(Excerpts from point annotation data)
>> Begin

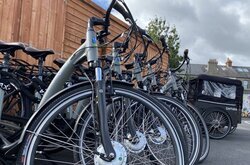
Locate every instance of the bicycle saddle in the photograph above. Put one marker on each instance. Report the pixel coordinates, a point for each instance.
(59, 62)
(36, 53)
(10, 47)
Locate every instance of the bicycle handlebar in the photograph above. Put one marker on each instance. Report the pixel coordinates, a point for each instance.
(185, 58)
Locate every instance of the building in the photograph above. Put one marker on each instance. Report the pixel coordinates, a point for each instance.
(55, 24)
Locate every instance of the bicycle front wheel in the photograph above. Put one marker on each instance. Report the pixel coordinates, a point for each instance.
(140, 132)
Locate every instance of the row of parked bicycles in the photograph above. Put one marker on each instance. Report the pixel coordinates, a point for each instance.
(108, 111)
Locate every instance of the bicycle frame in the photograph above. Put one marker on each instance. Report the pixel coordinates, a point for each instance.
(89, 51)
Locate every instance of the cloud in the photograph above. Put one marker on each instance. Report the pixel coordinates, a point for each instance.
(210, 29)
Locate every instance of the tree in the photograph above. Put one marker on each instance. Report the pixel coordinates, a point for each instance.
(157, 27)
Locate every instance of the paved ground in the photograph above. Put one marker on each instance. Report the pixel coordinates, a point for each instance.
(233, 149)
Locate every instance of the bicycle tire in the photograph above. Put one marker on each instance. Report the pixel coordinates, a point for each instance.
(189, 124)
(82, 91)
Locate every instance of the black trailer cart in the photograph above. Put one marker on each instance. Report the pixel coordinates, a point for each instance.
(220, 102)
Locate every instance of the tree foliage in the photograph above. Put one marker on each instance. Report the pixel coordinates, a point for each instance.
(157, 27)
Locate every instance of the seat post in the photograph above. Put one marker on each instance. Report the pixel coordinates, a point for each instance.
(6, 61)
(40, 67)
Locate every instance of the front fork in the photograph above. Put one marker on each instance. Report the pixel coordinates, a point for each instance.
(101, 115)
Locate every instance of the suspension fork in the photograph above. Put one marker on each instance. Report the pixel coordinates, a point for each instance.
(101, 115)
(131, 124)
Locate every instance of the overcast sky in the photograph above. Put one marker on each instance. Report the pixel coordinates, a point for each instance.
(210, 29)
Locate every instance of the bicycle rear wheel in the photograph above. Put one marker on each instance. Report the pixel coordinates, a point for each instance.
(157, 139)
(189, 124)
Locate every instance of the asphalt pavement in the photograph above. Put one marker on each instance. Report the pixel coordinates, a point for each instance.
(233, 149)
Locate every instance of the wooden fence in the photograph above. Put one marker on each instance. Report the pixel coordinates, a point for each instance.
(55, 24)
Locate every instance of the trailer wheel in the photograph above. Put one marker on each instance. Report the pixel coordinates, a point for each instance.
(218, 123)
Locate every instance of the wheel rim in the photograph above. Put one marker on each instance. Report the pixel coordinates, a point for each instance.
(218, 124)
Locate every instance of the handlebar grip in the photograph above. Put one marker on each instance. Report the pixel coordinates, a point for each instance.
(163, 42)
(121, 10)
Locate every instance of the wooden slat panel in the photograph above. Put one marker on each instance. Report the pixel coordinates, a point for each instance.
(56, 24)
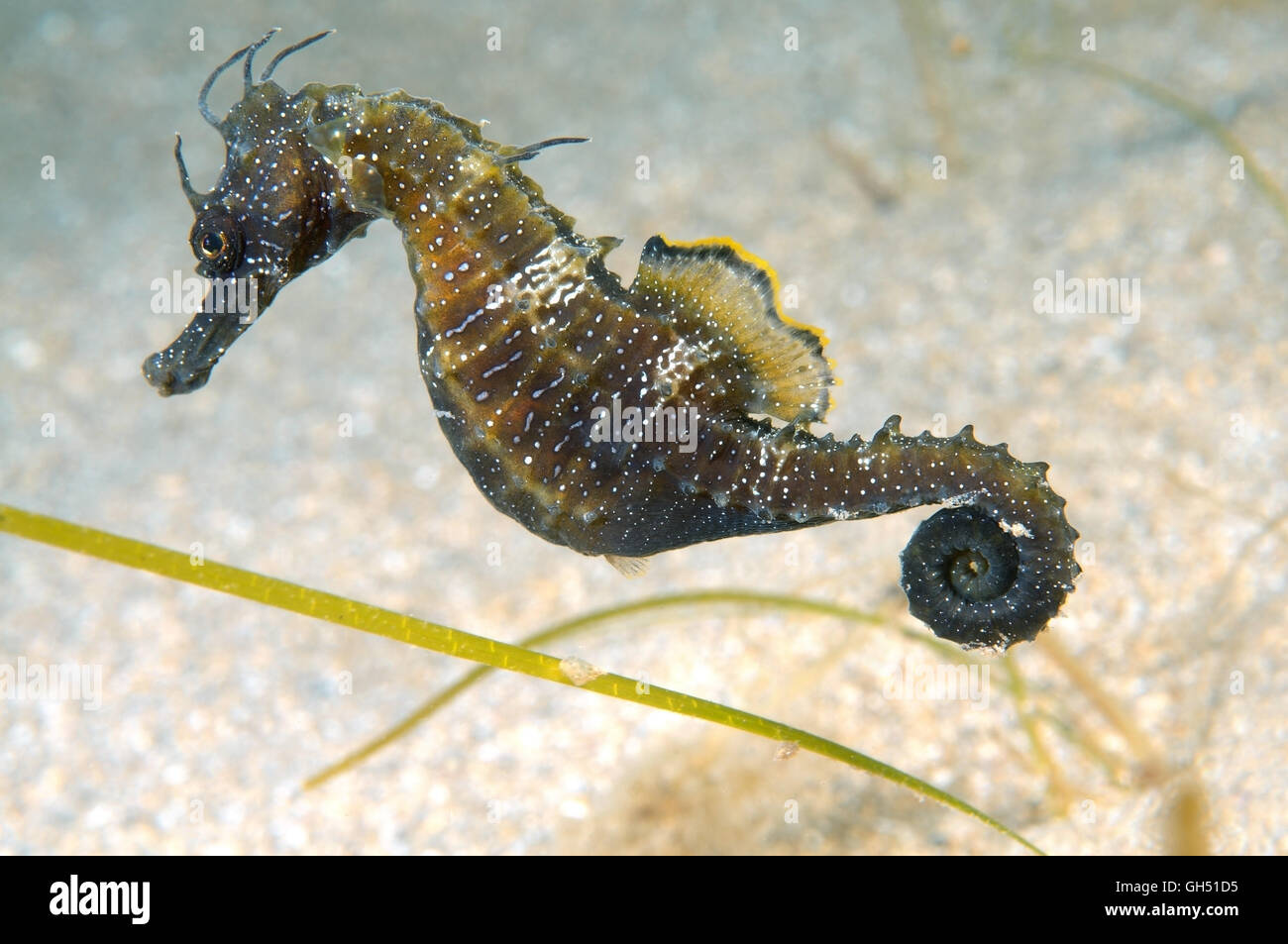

>> End

**Work to complete**. Update every one of the rows above by substituting "image" for each occurrence of "photograph", keeping everything else unchanged. Leave the pictures out of your answer.

**Answer to this exercise**.
Locate every instance of the bicycle saddle in the image above. Put one marker on each instance. Report the pixel coordinates, a point for each instance.
(59, 62)
(36, 53)
(10, 47)
Locate every instance of the bicycle handlebar in the image above. Put one marker on each instance. Report the pixel coordinates, a point for each instance.
(185, 58)
Locate every instance of the building in the image above. Put one marker on each instance. Report the pixel coordinates, a point for each instance.
(55, 24)
Locate every instance of the bicycle front wheel in the image above. Put one marker on each instance. Report the pixel coordinates, a point for each instance.
(140, 132)
Locate every instance of the row of parked bicycles in the image above. Put one marker on each instance. Report the pixel coordinates, a point for each instance.
(108, 111)
Locate every instance of the bicycle frame in the image above. Put one marker on each instance. Report the pixel coordinates, a point for each instance.
(89, 51)
Locate every instance of the cloud in the image above. Put one marker on each instance. Report the pixel coordinates, a point for each instance.
(210, 29)
Locate every instance of the tree in the image above. Put one marker on each instance. Report the pixel coordinates, a point for each instance.
(157, 27)
Locate every instance of the paved ground in the image above. Put one marker on each instance. Report the pixel coordinates, a point for each instance.
(233, 149)
Locate every instance of the bicycle tire in the image above. Put one marker on each instance. Report the pixel coordinates, a point for each instance.
(189, 124)
(82, 91)
Locate every instance of the black trailer cart in the image above. Put one marker on each instance. Report the pixel coordinates, a point for each instance.
(220, 102)
Locate every instance of the tree foliage in the image above. Put one marker on each instance. Report the pixel coordinates, a point for each instance.
(157, 27)
Locate every instance of the seat post in the image above. Put one marker on each instance. Report the pixel coordinates, a point for each instance.
(6, 61)
(40, 67)
Locate every instance of the front fork in the image above. Put one marker on each instance. Report the pixel coordinates, a point for each instance.
(101, 115)
Locate every instance of the suspension fork in the image above. Put one marker on each instance. Report the pixel coordinates, a point for each instance.
(101, 115)
(131, 124)
Locate every instance of the overcast sky in the image above. Put one marker on each instance. Report the pixel coordinates, a point for each instance.
(210, 29)
Locate every instance of the bicycle rear wheel in the image above. Put one marker on each instance. Report the pixel coordinates, a point for each instance.
(157, 139)
(189, 124)
Locate every instance of the asphalt pavement in the image above. Put one marker on each instance. Report the pixel coordinates, a point for each instance.
(233, 149)
Locate every instance of the wooden fence in the image above. Put one marker on each instance. Report the pixel coordinates, a point for each instance.
(55, 24)
Locate every instance of the trailer wheel in the image above. Put one marker on each instance. Report the pixel coordinates, a point for each instance.
(218, 123)
Locate every instance of the wheel rim in the image above. Put one marker on each instance. Report the pixel coordinates, a point for each instance.
(218, 124)
Locate every instance of the handlebar grip in the image above. Put one marker on each instance. Report the pixel coordinates, a point for each instance.
(163, 42)
(121, 10)
Locate every instance of the wooden slat panel in the image above. Put one marker on each instance. Report the pixel coordinates, a point for each instance.
(56, 24)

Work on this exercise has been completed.